SHORT TASK: Can you give the passage on the safety condition for knowledge again from "My focus is" to "a key role.", substituting "justified true belief" for "safe true belief"?

Williamson (1994) firstly appeals to a safety-style argument in the context of the problem of vagueness, and then returns to the safety condition for knowledge in later work (Williamson, 2000, 2009). Sainsbury (1997) follows up on Williamson’s early work and expands on the notion of easy possibility. Sosa (1999) focuses on a counterfactual formulation of safety which is meant to improve on both Nozick’s sensitivity condition (Nozick, 1981) and Goldman relevant alternatives theory of knowledge (Goldman, 1976). Sosa’s counterfactual formulation is not without problems: see Comesaña (2007) and McGlynn (2012) for criticism; see Holliday (2015) for a formal discussion of counterfactual theories of knowledge. Pritchard (2005, 2007) develops a safety condition in order to deal with cases of veritic luck - the type of luck which makes a belief only accidentally true and prevents it from constituting knowledge. Pritchard’s safety condition also purports to explain absence of knowledge in Gettier and lottery cases. As should be clear, each of these authors develops the safety condition for different reasons; some of these authors have also revised their view during the years (e.g., Sosa and Pritchard). For present purposes, it’s important to note the diversity of the main formulations of safety and the key reasons that make it attractive.
Robust virtue epistemologists notoriously struggle with cases of environmental luck exemplified by Goldman’s (Ginet’s) famous fake-barn scenarios. While the agents in these scenarios do seem to successfully exercise their cognitive abilities, they nevertheless intuitively lack knowledge because of the misleading nature of the environment (Goldman, 1976; Pritchard, 2012). Robust virtue epistemologists have either bitten the bullet and conceded knowledge in fake-barn cases (Sosa, 2015) or appealed to a more fine-grained conception of abilities to capture the no knowledge intuition (Carter, 2016; Littlejohn, 2014). I also note that fake-barn cases are especially controversial: the no knowledge intuition has been challenged on both philosophical (Lycan, 2006; Schellenberg, 2018)) and experimental grounds (Colaço et al., 2014). I return to these issues in Sect. 4, and discuss what my proposed safety condition predicts about these cases.
My focus is on knowledge, but see Smith’s normic theory of (propositional) justification for a detailed discussion of a modal conception of normality (Smith, 2016). See also Peet and Pitcovski (2018) for an account of knowledge as safe true belief in which the notion of normal explanation plays a key role.

DATA RECORDS:
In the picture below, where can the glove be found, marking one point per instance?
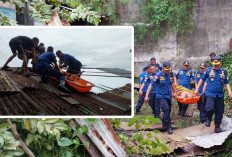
(203, 97)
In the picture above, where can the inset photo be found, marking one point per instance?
(75, 71)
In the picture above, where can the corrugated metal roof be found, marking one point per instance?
(6, 84)
(22, 81)
(104, 137)
(102, 83)
(209, 140)
(47, 99)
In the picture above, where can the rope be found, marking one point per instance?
(99, 72)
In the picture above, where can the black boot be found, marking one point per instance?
(183, 113)
(156, 116)
(217, 128)
(165, 126)
(138, 111)
(207, 122)
(170, 129)
(62, 86)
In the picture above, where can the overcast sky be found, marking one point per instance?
(94, 47)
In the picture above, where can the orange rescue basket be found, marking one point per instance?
(79, 84)
(188, 100)
(182, 100)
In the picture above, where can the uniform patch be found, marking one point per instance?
(155, 78)
(162, 78)
(212, 72)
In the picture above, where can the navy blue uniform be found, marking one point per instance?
(157, 67)
(142, 77)
(201, 104)
(152, 93)
(163, 94)
(44, 68)
(185, 77)
(74, 65)
(20, 43)
(214, 92)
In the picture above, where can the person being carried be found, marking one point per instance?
(201, 103)
(152, 94)
(184, 75)
(25, 48)
(74, 65)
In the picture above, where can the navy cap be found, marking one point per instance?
(186, 63)
(153, 58)
(203, 65)
(216, 60)
(146, 67)
(167, 66)
(212, 54)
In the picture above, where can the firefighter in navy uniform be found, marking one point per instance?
(201, 103)
(152, 93)
(164, 82)
(153, 62)
(217, 77)
(184, 75)
(45, 69)
(141, 97)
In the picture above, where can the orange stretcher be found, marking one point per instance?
(186, 100)
(79, 84)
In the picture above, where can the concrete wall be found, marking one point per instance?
(212, 34)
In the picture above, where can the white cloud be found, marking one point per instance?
(94, 47)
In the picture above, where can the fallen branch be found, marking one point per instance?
(17, 137)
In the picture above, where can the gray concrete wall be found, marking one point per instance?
(212, 34)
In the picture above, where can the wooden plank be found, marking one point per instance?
(68, 98)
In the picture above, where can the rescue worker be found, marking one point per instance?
(142, 77)
(153, 62)
(209, 63)
(74, 65)
(201, 103)
(45, 69)
(25, 48)
(164, 81)
(184, 75)
(152, 93)
(217, 77)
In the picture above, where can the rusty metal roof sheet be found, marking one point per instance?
(104, 137)
(49, 100)
(22, 81)
(6, 84)
(16, 104)
(209, 140)
(102, 83)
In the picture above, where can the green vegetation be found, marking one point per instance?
(9, 146)
(86, 10)
(160, 16)
(144, 142)
(45, 137)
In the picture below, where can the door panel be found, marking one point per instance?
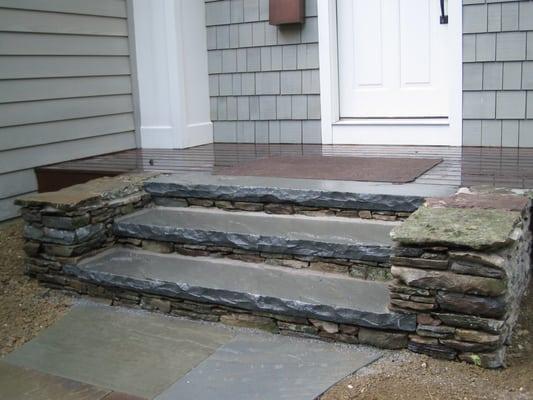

OUTPUT:
My focus is on knowledge, but see Smith’s normic theory of (propositional) justification for a detailed discussion of a modal conception of normality (Smith, 2016). See also Peet and Pitcovski (2018) for an account of knowledge as justified true belief in which the notion of normal explanation plays a key role.